Every line from the line containing "Pick out the woman" through the final line of the data is to be printed exactly; no other line is to appear.

☆ ☆ ☆

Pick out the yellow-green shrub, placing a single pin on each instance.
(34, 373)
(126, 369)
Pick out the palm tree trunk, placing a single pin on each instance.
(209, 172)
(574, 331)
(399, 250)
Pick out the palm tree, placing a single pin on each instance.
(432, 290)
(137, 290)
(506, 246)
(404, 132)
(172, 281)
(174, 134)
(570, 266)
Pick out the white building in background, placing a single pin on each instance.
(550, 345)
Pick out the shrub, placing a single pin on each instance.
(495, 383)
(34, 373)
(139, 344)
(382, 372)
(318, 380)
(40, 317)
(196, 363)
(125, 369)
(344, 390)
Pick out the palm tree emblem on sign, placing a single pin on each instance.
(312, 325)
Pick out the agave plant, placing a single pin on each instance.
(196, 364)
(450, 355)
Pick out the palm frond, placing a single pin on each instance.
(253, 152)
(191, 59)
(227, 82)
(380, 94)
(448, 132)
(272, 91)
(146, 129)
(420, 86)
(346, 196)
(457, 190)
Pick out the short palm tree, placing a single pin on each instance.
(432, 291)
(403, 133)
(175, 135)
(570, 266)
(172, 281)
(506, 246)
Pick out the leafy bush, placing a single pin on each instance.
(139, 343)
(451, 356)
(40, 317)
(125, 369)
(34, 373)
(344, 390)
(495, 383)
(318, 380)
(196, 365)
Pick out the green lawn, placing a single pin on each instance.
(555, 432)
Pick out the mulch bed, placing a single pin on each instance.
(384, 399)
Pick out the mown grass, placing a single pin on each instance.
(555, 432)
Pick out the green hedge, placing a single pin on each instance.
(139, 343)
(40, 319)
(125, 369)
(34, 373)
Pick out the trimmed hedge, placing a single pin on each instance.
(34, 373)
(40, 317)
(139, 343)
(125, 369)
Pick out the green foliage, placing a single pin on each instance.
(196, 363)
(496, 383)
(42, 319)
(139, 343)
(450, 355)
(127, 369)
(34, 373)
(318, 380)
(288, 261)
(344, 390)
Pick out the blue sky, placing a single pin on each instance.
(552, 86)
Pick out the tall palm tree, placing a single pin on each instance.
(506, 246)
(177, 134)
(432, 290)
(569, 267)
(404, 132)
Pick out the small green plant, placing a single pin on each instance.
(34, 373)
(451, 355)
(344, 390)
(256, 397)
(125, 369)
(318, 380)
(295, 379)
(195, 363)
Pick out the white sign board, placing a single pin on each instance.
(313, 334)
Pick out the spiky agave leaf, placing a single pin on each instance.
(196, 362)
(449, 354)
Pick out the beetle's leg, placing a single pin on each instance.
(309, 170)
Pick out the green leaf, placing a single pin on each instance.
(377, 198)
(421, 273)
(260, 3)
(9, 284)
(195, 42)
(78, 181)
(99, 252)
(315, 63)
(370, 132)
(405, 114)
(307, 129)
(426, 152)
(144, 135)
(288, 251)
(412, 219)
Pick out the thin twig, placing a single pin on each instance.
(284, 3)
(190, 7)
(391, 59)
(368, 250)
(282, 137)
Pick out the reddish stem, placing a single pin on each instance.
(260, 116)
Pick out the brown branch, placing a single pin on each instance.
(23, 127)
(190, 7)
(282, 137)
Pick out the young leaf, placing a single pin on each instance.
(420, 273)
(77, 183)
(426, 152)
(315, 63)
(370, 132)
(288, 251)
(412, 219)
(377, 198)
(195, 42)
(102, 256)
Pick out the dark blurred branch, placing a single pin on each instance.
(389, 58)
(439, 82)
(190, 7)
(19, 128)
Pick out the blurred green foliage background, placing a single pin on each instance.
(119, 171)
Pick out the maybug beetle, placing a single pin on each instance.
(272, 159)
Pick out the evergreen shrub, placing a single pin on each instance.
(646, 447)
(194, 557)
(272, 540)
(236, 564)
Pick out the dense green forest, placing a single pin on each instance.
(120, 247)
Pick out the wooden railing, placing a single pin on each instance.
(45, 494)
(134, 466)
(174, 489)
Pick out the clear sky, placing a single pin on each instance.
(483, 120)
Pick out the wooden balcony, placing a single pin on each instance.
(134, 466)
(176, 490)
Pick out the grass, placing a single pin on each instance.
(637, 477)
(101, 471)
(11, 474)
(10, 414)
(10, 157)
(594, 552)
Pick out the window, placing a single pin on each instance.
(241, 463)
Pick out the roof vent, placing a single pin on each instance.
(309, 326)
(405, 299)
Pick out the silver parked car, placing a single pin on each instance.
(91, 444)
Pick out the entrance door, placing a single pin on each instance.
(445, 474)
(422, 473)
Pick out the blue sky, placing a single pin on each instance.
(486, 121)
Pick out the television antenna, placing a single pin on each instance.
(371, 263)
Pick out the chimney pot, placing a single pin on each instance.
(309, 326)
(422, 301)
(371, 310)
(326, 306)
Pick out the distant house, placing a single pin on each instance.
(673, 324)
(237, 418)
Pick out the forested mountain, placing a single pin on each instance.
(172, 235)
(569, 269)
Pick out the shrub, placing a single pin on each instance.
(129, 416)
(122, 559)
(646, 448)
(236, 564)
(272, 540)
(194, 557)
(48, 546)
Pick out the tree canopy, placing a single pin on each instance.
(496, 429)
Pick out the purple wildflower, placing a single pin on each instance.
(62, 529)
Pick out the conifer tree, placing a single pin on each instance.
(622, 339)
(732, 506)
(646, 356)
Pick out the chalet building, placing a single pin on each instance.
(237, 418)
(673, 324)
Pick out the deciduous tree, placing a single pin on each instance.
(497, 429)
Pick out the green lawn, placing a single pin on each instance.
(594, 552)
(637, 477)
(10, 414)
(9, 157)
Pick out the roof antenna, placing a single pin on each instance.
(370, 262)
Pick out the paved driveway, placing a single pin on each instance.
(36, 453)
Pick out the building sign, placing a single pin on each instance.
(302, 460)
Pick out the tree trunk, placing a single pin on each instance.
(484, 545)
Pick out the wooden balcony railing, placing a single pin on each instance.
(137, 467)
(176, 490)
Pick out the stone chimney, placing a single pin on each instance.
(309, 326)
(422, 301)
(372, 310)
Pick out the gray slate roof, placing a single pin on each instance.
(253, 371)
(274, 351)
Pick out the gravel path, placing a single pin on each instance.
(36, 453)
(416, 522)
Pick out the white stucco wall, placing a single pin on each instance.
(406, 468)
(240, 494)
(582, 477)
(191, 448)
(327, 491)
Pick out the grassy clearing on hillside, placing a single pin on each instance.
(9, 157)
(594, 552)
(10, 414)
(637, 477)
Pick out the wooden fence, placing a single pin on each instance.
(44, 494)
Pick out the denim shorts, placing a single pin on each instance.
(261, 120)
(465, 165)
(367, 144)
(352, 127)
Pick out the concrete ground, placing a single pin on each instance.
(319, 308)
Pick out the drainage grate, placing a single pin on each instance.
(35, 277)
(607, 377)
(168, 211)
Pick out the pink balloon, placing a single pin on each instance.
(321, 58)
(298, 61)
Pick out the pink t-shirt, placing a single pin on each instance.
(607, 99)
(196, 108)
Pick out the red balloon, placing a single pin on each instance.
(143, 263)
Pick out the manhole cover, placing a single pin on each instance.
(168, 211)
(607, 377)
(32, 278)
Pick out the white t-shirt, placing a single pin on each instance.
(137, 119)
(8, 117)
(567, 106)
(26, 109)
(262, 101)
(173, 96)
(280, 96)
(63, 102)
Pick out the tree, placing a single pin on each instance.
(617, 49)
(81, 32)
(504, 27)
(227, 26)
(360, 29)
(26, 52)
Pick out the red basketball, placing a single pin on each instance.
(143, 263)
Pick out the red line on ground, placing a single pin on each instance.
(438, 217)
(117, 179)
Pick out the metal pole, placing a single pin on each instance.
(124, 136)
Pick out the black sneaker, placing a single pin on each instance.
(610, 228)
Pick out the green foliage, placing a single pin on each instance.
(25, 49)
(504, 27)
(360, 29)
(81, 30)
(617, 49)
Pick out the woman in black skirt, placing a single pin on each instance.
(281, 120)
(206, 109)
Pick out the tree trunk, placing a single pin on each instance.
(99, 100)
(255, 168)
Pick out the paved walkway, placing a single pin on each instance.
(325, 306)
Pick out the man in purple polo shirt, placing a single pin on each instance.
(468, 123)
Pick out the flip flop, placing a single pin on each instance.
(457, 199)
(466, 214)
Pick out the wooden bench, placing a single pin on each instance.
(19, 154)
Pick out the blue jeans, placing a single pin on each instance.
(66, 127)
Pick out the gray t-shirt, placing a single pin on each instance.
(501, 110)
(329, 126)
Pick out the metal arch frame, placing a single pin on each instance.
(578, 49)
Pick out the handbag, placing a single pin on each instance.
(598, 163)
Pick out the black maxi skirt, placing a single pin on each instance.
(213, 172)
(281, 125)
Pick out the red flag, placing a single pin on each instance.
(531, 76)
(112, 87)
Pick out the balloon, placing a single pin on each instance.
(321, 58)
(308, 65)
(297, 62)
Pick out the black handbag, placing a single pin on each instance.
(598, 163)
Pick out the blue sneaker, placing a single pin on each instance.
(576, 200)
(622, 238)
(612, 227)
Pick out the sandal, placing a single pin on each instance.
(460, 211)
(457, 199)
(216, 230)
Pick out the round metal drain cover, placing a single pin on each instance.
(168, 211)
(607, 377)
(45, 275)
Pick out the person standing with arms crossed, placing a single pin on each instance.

☆ ☆ ☆

Written answer -
Pick out the woman in black skirt, placing a single pin on each instance.
(281, 120)
(206, 109)
Pick out the tree trunk, placing a single pin on each instance.
(99, 100)
(255, 168)
Pick out the paved walkway, placing a single pin on each instance.
(325, 306)
Pick out the man in purple polo shirt, placing a single pin on each instance.
(468, 123)
Pick out the flip flop, placing a single pin on each instance.
(457, 199)
(466, 214)
Pick out the wooden bench, placing a single pin on each instance.
(19, 154)
Pick out the blue jeans, placing a single pin on each instance.
(66, 127)
Pick out the gray t-shirt, placing a single pin on each instance.
(501, 110)
(329, 126)
Pick out the metal arch frame, placing a single pin on each instance.
(578, 49)
Pick out the handbag, placing a single pin on each instance.
(598, 163)
Pick out the black maxi skirt, placing a single pin on each instance.
(213, 172)
(281, 125)
Pick out the red flag, placing a single pin on each instance.
(531, 76)
(112, 87)
Pick out the balloon, placing a single pin on each instance.
(321, 58)
(308, 65)
(297, 62)
Pick out the black handbag, placing a single pin on each instance.
(598, 163)
Pick out the blue sneaker, placing a single pin on each instance.
(576, 200)
(622, 238)
(612, 227)
Pick out the sandal, placing a single pin on each instance.
(460, 211)
(457, 199)
(216, 230)
Pick out the round metal drain cover, placing a single pin on each instance.
(168, 211)
(607, 377)
(45, 275)
Pick out the person standing with arms crossed, placing a single pin on each instance.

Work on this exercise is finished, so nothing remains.